Exercise instructions
(a) In the voice recognition thread, what questions does the paragraph beginning "First off, is this kind of software considered" ask?
(b) According to the reply in the voice recognition thread, what statistical model does ASR work on?
Top of Source document
Help me understand Voice Recognition tech
I am interested in getting an app that would allow me to make notes via voice-to-text. I work in a field with HIPAA protections. I’m having trouble figuring out the nuances of privacy related to these apps.
First off, is this kind of software considered “AI”? How does it even recognize that a sound equals a word? Do they use LLM tech? Does the tech learn to recognize my voice better over time? Does it use my recordings to learn to understand other’s voices? Is this all a black box? How can I take precautions such that no one except me hears the things I transcribe?
This is just such confusing tech! It seems like it’s fairly old and common but the more I think about it in relation to current age AI, the more creeped out I get! And yet my doctor uses one regularly… I’ll be asking her about it too, don’t worry.
Thank you!
There is a lot to unpack in your post and this will be very long, sorry about that:
First off, what you are requesting is called “Automated Speech Recognition” or ASR in short and the fundamental idea behind it to receive a speech signal and convert it into a workable format. Usually this workable format means text or prompted tasks. Whether this is AI or not depends largely on how broad you define AI. I wouldn’t classify it as AI as, in its core, it’s just statistical analysis. But AI can help fixing errors, more on that later.
ASR works on a Hidden Markov Model (HMM), a statistical model that is only dependent on the state attained in a previous event, so it’s recognizing previously observed patterns. These patterns are taught to the model by a training process.
Bottom of Source document
Top of Source material
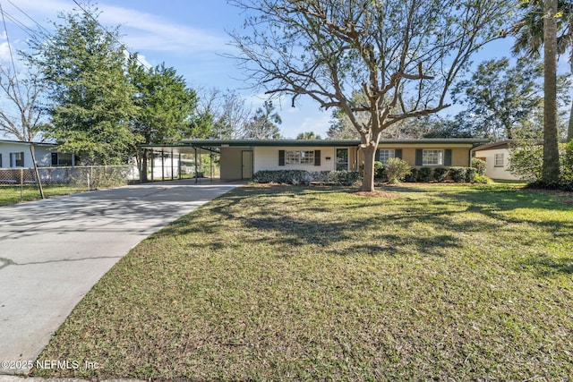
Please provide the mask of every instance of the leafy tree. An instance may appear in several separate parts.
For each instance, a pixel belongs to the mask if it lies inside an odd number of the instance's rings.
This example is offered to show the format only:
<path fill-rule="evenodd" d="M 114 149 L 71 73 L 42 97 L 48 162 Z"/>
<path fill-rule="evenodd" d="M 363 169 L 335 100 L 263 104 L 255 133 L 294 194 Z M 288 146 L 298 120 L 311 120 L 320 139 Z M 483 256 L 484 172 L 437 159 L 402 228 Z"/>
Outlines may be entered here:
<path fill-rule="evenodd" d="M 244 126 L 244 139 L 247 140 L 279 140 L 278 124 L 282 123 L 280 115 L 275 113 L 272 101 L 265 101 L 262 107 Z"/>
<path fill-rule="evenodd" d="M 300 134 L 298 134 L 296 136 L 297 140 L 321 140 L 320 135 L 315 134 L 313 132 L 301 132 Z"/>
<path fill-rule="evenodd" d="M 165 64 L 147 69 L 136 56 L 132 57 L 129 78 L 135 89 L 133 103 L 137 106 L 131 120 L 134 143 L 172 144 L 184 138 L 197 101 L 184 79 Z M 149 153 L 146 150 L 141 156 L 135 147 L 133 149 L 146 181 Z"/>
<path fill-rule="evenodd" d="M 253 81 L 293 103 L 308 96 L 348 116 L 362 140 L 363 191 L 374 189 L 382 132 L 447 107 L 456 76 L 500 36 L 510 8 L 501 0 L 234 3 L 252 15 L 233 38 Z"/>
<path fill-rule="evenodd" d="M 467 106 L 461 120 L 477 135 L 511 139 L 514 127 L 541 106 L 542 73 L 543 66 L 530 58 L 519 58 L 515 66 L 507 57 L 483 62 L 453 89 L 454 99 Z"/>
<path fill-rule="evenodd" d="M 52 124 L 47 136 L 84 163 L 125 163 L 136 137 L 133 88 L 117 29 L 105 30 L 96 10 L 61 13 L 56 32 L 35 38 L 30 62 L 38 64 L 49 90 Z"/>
Bottom of Source material
Top of Source material
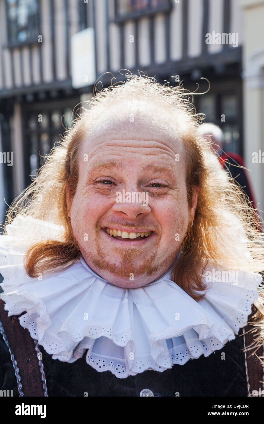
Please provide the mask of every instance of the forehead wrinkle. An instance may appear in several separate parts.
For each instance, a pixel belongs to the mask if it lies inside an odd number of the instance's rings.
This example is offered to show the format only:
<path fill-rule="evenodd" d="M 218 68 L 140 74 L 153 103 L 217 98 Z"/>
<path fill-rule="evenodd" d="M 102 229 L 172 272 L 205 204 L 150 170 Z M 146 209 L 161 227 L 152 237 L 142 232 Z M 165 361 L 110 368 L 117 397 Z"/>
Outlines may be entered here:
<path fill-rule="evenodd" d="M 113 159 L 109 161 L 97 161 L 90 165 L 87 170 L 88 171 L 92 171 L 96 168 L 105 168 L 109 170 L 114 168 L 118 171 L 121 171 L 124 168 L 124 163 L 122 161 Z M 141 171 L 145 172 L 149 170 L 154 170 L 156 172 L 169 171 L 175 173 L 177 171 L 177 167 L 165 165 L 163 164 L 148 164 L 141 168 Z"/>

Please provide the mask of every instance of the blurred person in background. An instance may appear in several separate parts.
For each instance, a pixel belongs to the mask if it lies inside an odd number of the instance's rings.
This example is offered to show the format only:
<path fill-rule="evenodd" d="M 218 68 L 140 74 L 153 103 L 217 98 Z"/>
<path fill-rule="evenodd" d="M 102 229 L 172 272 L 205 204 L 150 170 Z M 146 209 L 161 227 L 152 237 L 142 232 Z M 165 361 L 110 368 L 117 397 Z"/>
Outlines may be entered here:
Bottom of Source material
Written answers
(a)
1. Is this kind of software considered "AI"?
2. How does it even recognize that a sound equals a word?
3. Do they use LLM tech?
4. Does the tech learn to recognize my voice better over time?
5. Does it use my recordings to learn to understand other's voices?
6. Is this all a black box?
7. How can I take precautions such that no one except me hears the things I transcribe?

(b) A Hidden Markov Model (HMM).